### [Work instruction]
All lines from the one with "Give the innermost point of each instance of the basketball" to the end of the data: return those exactly, and only those.

### [Records from a collection]
--------------------

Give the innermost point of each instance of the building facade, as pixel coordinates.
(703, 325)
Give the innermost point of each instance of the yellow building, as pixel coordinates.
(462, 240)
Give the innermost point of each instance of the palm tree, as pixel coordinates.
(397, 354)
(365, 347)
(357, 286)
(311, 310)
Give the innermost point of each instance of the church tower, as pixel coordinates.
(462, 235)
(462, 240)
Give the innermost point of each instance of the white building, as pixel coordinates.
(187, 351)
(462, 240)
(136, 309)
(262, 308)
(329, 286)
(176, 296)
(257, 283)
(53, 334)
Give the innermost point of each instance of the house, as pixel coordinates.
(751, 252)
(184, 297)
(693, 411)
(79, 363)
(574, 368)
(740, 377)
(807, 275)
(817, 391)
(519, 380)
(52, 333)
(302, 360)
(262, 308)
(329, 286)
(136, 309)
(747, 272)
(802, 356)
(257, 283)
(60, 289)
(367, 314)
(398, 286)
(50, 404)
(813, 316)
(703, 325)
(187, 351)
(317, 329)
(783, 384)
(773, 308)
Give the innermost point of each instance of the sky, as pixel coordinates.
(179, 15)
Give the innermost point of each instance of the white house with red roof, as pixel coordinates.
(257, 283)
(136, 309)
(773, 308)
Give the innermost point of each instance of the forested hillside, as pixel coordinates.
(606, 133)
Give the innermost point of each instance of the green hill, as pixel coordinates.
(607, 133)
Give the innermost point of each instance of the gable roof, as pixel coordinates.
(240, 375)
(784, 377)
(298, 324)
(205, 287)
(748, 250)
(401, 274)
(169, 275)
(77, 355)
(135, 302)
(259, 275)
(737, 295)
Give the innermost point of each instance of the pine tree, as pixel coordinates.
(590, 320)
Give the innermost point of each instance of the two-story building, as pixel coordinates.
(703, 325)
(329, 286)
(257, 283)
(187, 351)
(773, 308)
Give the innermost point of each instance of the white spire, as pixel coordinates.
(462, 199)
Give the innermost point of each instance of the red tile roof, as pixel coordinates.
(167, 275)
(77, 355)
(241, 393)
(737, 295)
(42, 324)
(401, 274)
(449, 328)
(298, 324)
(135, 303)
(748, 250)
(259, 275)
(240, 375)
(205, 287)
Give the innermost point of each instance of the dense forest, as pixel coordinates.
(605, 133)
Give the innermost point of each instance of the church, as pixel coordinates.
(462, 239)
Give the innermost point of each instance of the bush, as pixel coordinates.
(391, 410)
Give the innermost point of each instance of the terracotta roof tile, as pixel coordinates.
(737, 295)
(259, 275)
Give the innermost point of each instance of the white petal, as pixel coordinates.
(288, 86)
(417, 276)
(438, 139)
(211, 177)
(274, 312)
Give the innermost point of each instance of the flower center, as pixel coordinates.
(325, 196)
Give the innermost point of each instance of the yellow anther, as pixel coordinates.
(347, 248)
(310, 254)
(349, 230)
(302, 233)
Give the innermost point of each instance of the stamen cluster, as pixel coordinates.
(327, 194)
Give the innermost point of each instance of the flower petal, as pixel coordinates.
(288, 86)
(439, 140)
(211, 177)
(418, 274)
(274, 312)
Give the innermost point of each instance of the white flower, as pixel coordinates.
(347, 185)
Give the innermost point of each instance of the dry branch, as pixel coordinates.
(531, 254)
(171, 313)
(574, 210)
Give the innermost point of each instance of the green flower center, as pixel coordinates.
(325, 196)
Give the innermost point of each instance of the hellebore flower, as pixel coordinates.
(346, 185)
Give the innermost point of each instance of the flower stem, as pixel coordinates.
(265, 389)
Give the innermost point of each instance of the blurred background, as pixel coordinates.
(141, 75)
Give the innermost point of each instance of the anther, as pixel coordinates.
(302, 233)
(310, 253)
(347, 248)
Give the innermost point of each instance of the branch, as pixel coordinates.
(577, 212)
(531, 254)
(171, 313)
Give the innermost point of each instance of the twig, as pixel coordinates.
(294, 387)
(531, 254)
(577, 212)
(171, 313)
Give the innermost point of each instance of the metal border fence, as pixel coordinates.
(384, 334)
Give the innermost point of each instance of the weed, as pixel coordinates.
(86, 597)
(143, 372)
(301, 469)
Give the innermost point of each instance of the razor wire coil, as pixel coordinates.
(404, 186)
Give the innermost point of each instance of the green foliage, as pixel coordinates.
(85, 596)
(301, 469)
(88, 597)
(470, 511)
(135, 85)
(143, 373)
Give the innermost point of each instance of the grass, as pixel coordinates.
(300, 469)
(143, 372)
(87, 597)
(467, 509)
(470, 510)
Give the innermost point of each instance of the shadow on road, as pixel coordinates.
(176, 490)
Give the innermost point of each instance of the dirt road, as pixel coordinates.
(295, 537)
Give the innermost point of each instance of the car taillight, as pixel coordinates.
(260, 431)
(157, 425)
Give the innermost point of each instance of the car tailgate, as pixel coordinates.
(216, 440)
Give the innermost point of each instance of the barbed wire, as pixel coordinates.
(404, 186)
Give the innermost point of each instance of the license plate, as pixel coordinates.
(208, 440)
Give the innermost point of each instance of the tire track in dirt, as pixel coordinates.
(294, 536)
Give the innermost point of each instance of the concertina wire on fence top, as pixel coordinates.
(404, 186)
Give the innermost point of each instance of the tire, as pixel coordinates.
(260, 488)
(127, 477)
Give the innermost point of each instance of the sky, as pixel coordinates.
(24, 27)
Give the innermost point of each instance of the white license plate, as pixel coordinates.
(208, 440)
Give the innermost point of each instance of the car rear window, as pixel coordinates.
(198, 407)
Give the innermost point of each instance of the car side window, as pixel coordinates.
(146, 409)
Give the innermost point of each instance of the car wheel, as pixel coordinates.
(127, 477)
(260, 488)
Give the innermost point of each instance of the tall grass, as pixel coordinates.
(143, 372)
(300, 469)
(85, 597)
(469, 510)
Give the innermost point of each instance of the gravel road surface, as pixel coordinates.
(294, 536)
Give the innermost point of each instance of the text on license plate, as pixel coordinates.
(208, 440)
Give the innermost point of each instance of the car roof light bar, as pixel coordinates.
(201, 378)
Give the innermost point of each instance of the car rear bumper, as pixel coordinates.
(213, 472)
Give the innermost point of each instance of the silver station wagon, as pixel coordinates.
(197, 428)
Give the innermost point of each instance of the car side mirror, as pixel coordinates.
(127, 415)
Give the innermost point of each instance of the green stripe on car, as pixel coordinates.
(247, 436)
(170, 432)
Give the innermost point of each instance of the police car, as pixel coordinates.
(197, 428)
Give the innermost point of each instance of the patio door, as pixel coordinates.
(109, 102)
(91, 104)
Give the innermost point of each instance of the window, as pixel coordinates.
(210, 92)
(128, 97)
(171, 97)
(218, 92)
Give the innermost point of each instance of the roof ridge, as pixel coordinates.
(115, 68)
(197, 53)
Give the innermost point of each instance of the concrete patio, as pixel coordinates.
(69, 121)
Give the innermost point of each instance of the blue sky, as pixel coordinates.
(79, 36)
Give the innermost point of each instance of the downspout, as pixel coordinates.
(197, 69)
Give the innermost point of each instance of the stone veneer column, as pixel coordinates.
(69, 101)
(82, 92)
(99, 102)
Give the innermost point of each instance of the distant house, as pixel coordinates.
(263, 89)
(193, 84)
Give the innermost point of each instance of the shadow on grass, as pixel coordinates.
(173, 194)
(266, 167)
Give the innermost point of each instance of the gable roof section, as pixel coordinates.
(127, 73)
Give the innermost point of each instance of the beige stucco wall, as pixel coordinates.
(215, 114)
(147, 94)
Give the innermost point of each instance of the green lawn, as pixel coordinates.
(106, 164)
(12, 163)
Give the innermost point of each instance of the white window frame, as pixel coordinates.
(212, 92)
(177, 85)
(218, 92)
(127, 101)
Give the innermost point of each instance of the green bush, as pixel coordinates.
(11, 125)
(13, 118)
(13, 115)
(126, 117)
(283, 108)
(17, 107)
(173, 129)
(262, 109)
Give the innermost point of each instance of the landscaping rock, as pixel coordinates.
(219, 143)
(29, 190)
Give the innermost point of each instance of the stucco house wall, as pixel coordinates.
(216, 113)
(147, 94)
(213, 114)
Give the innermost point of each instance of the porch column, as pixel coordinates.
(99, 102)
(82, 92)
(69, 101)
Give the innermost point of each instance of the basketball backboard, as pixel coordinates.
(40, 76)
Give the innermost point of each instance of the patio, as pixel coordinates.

--------------------

### [Task result]
Give the innermost point of each instance of the basketball backboard, as pixel coordinates.
(40, 76)
Give the innermost point of each instance of the patio, as pixel coordinates.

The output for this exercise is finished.